_Directions:_
a - From the reflection on grief, list each scripture passage in the day's readings, in the form the text gives it.
b - Say whether each statement agrees with the reflection on grief, and support each answer with the deciding words from the reflection:
(i) The writer gave the spiritual advisor a list of four items.
(ii) Allison asked the writer to read while seated in a chair beside her bed.
(iii) Allison usually stayed awake through the whole prayer time.
## Begin Excerpted passage
Light in the Night of Grief
by Madison Randolph
Tuesday, March 22 – Psalms 6, 12, 94; Lam. 1:17–22; 2 Cor. 1:8–22; Mark 11:27–33
(BCP Readings for today)
My Lent began before Ash Wednesday this year. In January, I met with my spiritual advisor, and I enthusiastically gave him a list of items I wanted to work toward in preparation for the Lord this season. There were four in all. At the top of the list, I wanted to be a godly caregiver to my beloved wife, Allison. He suggested that was enough.
Allison wanted me to officiate Morning and Evening Prayer plus read the 3 Psalms as distributed in the Lenten Reflection booklet. She asked me to sit on the bed next to her to read these. During this time we both experienced great comfort, knowing that God was present in all of this. The comfort she had in this was immeasurable. At the start of prayer time, Allison would be awake. Then she would peacefully slip off into slumber before the end. I know she took comfort in the Word of the Lord.
## End Excerpted passage
## Begin Dataset excerpt
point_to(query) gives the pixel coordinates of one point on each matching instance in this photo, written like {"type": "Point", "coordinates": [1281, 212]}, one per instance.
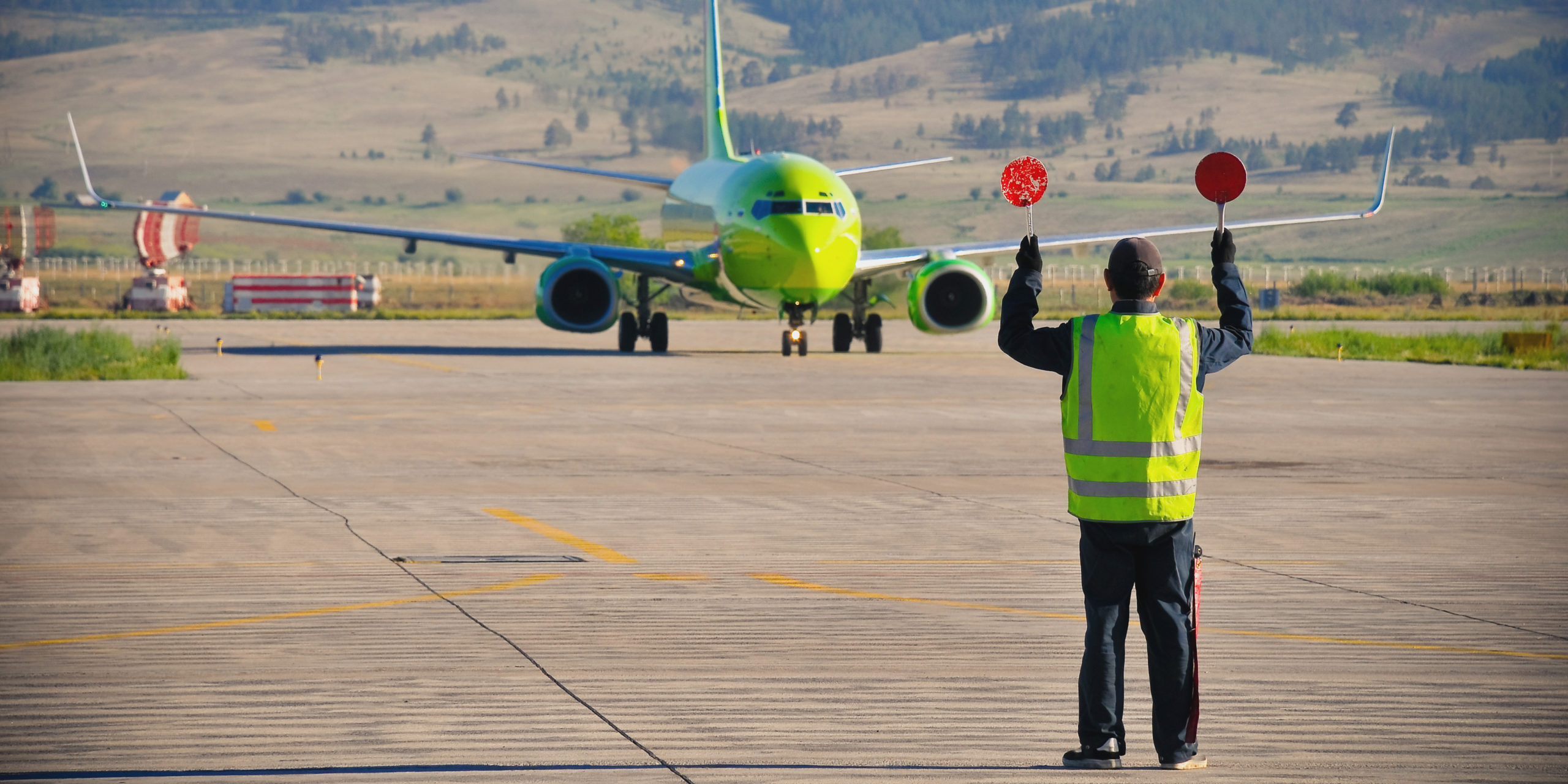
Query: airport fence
{"type": "Point", "coordinates": [429, 284]}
## End Dataset excerpt
_Results of the tasks:_
a -
- Psalms 6, 12, 94
- Lam. 1:17–22
- 2 Cor. 1:8–22
- Mark 11:27–33

b -
(i) Yes: "There were four in all."
(ii) No: "She asked me to sit on the bed next to her to read these."
(iii) No: "Then she would peacefully slip off into slumber before the end."